━━ TEXTE

Par Louis Nga Abena – louisngaabena@yahoo.fr
«Monsieur le ministre comment faites-vous pour détourner 196 milliards de francs dont le point ou le remboursement est étalé sur 10 ans ?» «Ma réponse à cette question est simple. Il m’est, il m’était impossible de détourner ces fonds (…) même si on m’avait attribué les attitudes de Al Capone». La question et la réponse sont respectivement de l’avocate Koue Amougou et de l’ancien ministre délégué à la présidence en charge de la Défense (Mindef), Edgard Alain Mebe Ngo’o. Cet échange s’est déroulé devant le Tribunal criminel spécial (TCS) le 25 mai dernier.
En fait, l’avocate interroge son client sur le premier des dix chefs d’accusation au centre de son procès devant la juridiction d’exception. Notamment le détournement présumé de la somme de 300 millions d’euros, soit environ 196,8 millions de francs. Dans ce grief, il est particulièrement reproché à M. Mebe Ngo’o d’avoir signé, le 13 janvier 2011, un mémorandum d’entente avec la société d’Etat chinoise Poly Technologies Inc, puis trois mois plus tard, le 7 avril, un contrat commercial d’une durée de 10 ans avec la même entreprise en vue de l’acquisition du matériel militaire destiné à l’armée camerounaise. Le parquet considère cette somme perdue par le Trésor public du fait de la supposée violation du Code des marchés publics par l’ex-Mindef qui plus est, selon le parquet, aurait agi sans «l’autorisation écrite du chef de l’Etat».

━━━━
━━ LES DONNÉES

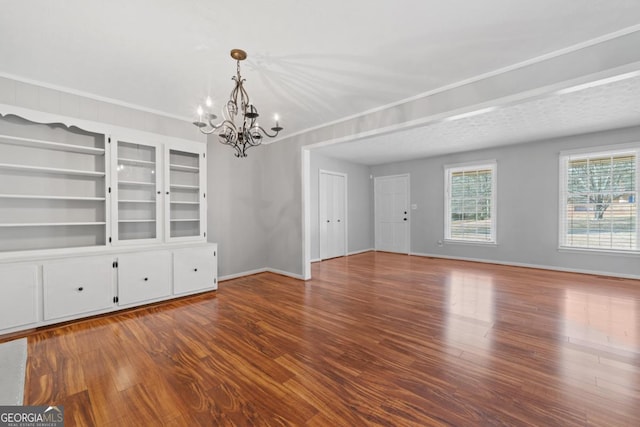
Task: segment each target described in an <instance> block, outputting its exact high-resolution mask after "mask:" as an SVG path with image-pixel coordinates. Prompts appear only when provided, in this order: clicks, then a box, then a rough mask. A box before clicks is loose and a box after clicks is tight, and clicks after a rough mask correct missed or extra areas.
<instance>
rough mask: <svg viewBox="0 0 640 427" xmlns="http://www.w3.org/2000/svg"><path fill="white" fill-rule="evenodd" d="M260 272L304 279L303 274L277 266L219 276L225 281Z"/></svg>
mask: <svg viewBox="0 0 640 427" xmlns="http://www.w3.org/2000/svg"><path fill="white" fill-rule="evenodd" d="M258 273H274V274H280V275H282V276H287V277H292V278H294V279H298V280H304V278H303V276H302V275H301V274H295V273H291V272H289V271H284V270H278V269H276V268H267V267H265V268H257V269H255V270H249V271H243V272H241V273H234V274H227V275H226V276H221V277H219V278H218V281H219V282H223V281H225V280H231V279H237V278H239V277H245V276H251V275H254V274H258Z"/></svg>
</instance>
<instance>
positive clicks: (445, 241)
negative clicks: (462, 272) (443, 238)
mask: <svg viewBox="0 0 640 427" xmlns="http://www.w3.org/2000/svg"><path fill="white" fill-rule="evenodd" d="M443 242H444V243H445V244H450V243H452V244H454V245H471V246H484V247H486V246H498V244H497V243H496V242H482V241H478V240H454V239H444V240H443Z"/></svg>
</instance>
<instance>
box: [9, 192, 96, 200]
mask: <svg viewBox="0 0 640 427" xmlns="http://www.w3.org/2000/svg"><path fill="white" fill-rule="evenodd" d="M0 199H32V200H77V201H87V202H103V201H105V200H106V199H105V198H104V197H81V196H41V195H37V194H0Z"/></svg>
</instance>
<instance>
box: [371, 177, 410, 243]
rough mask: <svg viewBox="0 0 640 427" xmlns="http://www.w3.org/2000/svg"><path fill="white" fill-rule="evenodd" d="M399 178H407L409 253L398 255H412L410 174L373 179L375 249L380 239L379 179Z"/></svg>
mask: <svg viewBox="0 0 640 427" xmlns="http://www.w3.org/2000/svg"><path fill="white" fill-rule="evenodd" d="M399 177H406V178H407V218H409V224H408V227H407V230H406V241H407V251H406V252H404V251H403V252H397V253H402V254H407V255H410V254H411V174H409V173H399V174H395V175H381V176H375V177H373V247H374V249H375V250H376V251H378V250H379V249H378V245H377V242H378V239H377V236H376V235H377V233H378V218H377V217H378V212H377V210H378V209H377V206H378V204H377V198H378V191H377V183H378V179H379V178H382V179H385V178H399Z"/></svg>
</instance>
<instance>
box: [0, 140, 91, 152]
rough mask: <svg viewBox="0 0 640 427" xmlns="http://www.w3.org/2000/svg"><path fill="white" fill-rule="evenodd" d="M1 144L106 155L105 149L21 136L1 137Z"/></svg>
mask: <svg viewBox="0 0 640 427" xmlns="http://www.w3.org/2000/svg"><path fill="white" fill-rule="evenodd" d="M0 142H2V143H4V144H12V145H22V146H28V147H36V148H43V149H46V150H56V151H67V152H71V153H83V154H94V155H97V156H102V155H104V148H95V147H84V146H82V145H75V144H66V143H62V142H53V141H45V140H42V139H33V138H22V137H19V136H11V135H0Z"/></svg>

━━━━

◆ **VOTRE CONSIGNE**: Recopiez le passage du texte sur le procès de l’ancien ministre qui s’ouvre sur les mots contenant « Par Louis Nga » et se clôt sur « 25 mai dernier. », en renommant « 196 milliards de francs » en « 300 millions d’euros ».

◆ **CORRIGÉ DE L'EXERCICE**:
Par Louis Nga Abena – louisngaabena@yahoo.fr
«Monsieur le ministre comment faites-vous pour détourner 300 millions d’euros dont le point ou le remboursement est étalé sur 10 ans ?» «Ma réponse à cette question est simple. Il m’est, il m’était impossible de détourner ces fonds (…) même si on m’avait attribué les attitudes de Al Capone». La question et la réponse sont respectivement de l’avocate Koue Amougou et de l’ancien ministre délégué à la présidence en charge de la Défense (Mindef), Edgard Alain Mebe Ngo’o. Cet échange s’est déroulé devant le Tribunal criminel spécial (TCS) le 25 mai dernier.